------ PAGE TEXT ------
Economic evaluation alongside cancer trials: methodological and practical aspects

Eur J Cancer. 1993:29A Suppl 7:S10-4. doi: 10.1016/0959-8049(93)90610-r.

Abstract

A recent extension of clinical evaluation is "economic evaluation", which seeks to characterise each relevant alternative health care strategy in terms of a summary measure incorporating the costs and benefits of such strategies. In an economic evaluation, separate measurements of resource volumina and resource prices on the cost side, and separate measurements of survival and quality of life effects and valuation of these outcome effects on the benefit side are required. From these effect parameters, which should be calculated for all competing strategies considered in the analysis, the relative cost-effectiveness of one strategy as against the other can be derived. The degree of generalisability of the study results determines the validity of economic evaluation in decision-making. This depends on the generalisability of the clinical findings, and in this respect the so-called "piggyback" economic evaluation, which is added to a clinical trial, has its limitations. In the field of cancer, specific attention should be given to costs and effects occurring after non-mortality endpoints, to patient and family costs and to variations in treatments between settings of care. It is argued that conventional clinical trials and economic evaluations will integrate further in the future.
------ RECORDS SHOWN ------
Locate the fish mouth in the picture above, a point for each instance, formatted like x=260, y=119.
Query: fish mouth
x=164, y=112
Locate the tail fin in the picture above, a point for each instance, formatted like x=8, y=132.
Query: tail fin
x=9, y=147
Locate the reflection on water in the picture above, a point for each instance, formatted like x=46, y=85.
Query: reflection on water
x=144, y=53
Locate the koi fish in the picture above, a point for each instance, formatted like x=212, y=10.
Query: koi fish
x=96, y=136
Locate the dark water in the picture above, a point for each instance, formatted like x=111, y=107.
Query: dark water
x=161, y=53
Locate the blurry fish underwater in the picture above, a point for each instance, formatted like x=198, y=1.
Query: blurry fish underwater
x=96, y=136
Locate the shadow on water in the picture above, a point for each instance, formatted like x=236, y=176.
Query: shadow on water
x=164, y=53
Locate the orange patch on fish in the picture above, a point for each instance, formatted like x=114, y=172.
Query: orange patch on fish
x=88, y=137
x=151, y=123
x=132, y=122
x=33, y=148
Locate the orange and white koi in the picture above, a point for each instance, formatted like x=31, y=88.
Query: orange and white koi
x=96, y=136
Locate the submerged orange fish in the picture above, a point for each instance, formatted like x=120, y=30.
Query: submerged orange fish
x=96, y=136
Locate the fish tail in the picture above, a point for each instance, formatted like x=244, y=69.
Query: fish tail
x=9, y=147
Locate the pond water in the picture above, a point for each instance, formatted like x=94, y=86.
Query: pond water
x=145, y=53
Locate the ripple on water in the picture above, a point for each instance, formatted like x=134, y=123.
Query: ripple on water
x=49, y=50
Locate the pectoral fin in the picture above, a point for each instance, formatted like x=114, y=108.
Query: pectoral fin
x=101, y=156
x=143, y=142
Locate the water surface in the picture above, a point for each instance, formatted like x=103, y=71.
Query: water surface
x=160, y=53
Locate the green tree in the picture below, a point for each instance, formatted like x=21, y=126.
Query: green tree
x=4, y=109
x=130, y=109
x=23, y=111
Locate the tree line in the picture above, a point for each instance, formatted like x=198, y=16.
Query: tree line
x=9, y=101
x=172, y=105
------
▶ EXERCISE SET:
(1) Repeat the abstract from "Economic evaluation alongside" to "7:S10-4. doi: 10.1016/0959-8049(93)90610-r.", word for word.
(2) Answer these about the abstract, each on its own line:
(a) What year is given in its citation line?
(b) What does the degree of generalisability of the study results determine?
(c) What is the economic evaluation that is added to a clinical trial called?

▶ YOUR RESPONSES:
(1)
Economic evaluation alongside cancer trials: methodological and practical aspects

Eur J Cancer. 1993:29A Suppl 7:S10-4. doi: 10.1016/0959-8049(93)90610-r.

(2)
(a) 1993
(b) The validity of economic evaluation in decision-making.
(c) The so-called "piggyback" economic evaluation.